EXERCISE BRIEF » Quote, word for word, every line starting at the line that contains "Could you identify the deer's muzzle" and ending with the last line of the records; include both of these lines and no others.

# Start of MATERIAL TO PROCESS

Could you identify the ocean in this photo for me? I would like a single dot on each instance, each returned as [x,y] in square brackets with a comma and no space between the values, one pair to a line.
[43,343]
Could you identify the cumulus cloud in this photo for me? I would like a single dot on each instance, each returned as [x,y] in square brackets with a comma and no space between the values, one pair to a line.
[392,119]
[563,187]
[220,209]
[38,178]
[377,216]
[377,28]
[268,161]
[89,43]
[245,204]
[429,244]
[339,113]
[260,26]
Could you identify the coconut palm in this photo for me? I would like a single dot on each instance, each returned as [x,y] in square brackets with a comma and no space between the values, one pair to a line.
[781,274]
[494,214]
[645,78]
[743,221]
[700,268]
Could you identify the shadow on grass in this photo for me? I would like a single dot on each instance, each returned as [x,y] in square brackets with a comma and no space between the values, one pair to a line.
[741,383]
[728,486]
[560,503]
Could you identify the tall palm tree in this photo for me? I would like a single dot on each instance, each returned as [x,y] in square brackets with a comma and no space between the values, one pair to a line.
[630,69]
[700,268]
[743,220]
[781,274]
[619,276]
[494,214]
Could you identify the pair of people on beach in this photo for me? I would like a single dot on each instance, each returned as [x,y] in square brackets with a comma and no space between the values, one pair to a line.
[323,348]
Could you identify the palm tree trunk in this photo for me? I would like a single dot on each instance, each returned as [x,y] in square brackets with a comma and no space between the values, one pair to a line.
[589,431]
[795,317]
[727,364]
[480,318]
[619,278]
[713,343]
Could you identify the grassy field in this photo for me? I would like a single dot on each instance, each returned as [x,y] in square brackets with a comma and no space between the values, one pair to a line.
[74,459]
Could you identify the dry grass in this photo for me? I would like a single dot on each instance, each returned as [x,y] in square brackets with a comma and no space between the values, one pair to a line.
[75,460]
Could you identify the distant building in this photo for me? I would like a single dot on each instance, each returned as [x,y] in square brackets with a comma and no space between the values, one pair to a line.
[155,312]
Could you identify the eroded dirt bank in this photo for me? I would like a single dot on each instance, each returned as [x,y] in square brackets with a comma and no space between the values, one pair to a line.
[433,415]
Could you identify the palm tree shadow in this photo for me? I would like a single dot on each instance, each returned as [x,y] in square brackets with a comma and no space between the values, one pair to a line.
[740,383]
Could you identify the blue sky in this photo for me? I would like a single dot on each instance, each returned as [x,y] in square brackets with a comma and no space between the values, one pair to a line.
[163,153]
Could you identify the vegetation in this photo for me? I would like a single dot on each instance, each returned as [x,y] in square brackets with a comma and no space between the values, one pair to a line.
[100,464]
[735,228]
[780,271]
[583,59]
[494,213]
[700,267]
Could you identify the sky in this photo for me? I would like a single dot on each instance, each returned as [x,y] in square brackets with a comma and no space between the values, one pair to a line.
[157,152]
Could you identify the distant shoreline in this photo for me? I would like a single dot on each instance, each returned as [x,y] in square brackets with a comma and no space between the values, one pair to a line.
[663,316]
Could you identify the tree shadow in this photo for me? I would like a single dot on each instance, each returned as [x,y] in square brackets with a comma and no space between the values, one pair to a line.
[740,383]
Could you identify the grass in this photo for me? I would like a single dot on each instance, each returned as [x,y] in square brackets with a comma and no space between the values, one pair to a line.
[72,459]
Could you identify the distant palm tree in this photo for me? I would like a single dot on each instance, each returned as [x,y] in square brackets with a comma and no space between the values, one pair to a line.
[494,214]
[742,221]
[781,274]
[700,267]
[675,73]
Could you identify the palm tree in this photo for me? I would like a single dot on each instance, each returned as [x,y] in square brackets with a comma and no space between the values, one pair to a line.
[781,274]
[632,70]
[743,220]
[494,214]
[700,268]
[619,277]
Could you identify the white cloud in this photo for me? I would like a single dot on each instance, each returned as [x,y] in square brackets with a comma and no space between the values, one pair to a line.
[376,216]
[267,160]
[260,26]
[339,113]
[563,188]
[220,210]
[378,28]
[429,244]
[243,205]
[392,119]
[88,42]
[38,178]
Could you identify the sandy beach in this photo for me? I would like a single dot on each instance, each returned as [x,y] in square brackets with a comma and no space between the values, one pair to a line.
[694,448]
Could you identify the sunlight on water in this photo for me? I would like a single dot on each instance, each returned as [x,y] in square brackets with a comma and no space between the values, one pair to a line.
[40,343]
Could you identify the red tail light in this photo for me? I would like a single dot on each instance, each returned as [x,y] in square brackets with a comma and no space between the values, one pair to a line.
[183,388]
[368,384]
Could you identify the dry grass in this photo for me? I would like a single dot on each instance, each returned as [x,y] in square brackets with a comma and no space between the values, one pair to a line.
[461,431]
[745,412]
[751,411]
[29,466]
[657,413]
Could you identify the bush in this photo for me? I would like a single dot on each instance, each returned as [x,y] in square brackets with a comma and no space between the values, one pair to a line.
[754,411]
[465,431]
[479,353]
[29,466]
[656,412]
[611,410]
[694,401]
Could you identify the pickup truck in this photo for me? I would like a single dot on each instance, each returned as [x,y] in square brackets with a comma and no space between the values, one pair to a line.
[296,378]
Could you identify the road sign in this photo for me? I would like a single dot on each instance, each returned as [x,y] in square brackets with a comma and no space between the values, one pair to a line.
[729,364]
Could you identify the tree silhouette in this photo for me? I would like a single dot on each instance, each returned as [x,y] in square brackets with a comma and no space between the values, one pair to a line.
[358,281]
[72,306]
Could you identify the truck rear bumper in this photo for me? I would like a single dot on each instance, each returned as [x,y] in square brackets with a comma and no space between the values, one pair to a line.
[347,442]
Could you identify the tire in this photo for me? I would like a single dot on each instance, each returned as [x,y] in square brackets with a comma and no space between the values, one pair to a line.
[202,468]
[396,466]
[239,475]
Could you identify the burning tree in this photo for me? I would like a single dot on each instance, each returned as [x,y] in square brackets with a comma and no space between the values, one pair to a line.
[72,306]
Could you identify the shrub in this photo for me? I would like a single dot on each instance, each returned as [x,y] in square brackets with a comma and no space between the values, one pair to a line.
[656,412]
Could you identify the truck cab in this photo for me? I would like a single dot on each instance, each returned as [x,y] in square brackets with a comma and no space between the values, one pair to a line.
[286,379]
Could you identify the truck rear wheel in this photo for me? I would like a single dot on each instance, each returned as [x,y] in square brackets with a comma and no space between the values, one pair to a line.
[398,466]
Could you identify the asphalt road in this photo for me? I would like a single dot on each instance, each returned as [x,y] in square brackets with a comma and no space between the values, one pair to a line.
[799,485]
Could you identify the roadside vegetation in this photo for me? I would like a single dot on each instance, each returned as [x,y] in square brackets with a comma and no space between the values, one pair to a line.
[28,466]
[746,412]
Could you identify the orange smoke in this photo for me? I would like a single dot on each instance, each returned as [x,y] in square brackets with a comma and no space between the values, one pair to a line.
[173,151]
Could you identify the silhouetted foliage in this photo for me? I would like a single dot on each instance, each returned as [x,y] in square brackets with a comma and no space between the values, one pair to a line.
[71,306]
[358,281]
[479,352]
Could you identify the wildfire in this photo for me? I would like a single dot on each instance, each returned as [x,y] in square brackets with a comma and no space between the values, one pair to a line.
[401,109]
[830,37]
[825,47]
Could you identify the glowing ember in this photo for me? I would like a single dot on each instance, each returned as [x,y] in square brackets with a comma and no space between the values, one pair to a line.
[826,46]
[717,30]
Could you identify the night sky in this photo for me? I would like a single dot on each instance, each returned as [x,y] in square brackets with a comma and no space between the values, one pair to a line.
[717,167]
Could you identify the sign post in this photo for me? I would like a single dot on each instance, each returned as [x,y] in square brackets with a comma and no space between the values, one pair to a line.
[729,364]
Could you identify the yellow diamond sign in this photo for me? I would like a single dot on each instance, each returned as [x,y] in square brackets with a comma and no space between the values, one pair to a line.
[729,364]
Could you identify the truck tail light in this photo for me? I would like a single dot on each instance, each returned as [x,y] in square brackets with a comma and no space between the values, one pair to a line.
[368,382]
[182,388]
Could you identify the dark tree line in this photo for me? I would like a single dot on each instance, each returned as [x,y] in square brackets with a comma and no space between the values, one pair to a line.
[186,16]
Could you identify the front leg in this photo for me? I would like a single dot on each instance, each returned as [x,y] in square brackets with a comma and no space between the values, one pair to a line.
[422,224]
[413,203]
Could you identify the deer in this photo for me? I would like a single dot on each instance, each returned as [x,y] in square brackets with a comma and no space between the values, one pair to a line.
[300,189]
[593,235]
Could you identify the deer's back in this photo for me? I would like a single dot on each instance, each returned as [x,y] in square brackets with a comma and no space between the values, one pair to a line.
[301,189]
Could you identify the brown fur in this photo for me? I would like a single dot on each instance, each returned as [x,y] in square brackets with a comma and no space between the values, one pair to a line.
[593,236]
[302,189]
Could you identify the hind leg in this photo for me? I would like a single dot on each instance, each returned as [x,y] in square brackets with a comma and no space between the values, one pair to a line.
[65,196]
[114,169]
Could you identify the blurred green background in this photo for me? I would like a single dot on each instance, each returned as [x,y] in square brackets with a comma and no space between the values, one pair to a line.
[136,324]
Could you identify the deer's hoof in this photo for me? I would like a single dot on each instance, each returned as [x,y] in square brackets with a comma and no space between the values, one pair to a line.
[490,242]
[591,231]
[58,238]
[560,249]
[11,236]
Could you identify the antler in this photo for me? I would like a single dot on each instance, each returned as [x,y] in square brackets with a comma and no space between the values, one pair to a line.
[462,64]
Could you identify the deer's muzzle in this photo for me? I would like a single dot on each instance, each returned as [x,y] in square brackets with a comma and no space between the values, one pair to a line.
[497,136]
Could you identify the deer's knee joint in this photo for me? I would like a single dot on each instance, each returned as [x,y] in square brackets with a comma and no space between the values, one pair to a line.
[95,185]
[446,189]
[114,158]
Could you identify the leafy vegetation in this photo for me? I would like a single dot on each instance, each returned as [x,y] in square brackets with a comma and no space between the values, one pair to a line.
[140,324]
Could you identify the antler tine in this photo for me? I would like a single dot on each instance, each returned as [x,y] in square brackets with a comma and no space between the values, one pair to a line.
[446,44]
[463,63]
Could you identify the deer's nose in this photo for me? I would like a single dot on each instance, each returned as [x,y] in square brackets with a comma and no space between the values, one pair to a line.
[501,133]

# End of MATERIAL TO PROCESS

ANSWER FOR THE TASK »
Could you identify the deer's muzzle in this photo for me? I would like a single dot on each instance, each returned as [x,y] in square brackets with a comma and no space between the values, one pair to a line.
[497,136]
Could you identify the deer's knee joint in this photo for me? I would like a single dot on each instance, each returned as [x,y] in square brackets with a comma and no space between the values, one pair to a line.
[95,185]
[446,189]
[114,158]
Could you identify the leafy vegetation in this photo for me? I would like a single dot on each instance, each returned as [x,y] in square brackets with a comma and no space between the values, one pair to a line.
[140,324]
Could you identify the antler tine in this photo for me? I would like a single dot on each instance, each returned as [x,y] in square brackets with a comma and no space between the values, one pair to a line.
[446,44]
[463,63]
Could you identify the deer's nose in this photo for me? I would like a single dot on each instance, each returned as [x,y] in square brackets with a comma and no space between the values, one pair to a line.
[501,133]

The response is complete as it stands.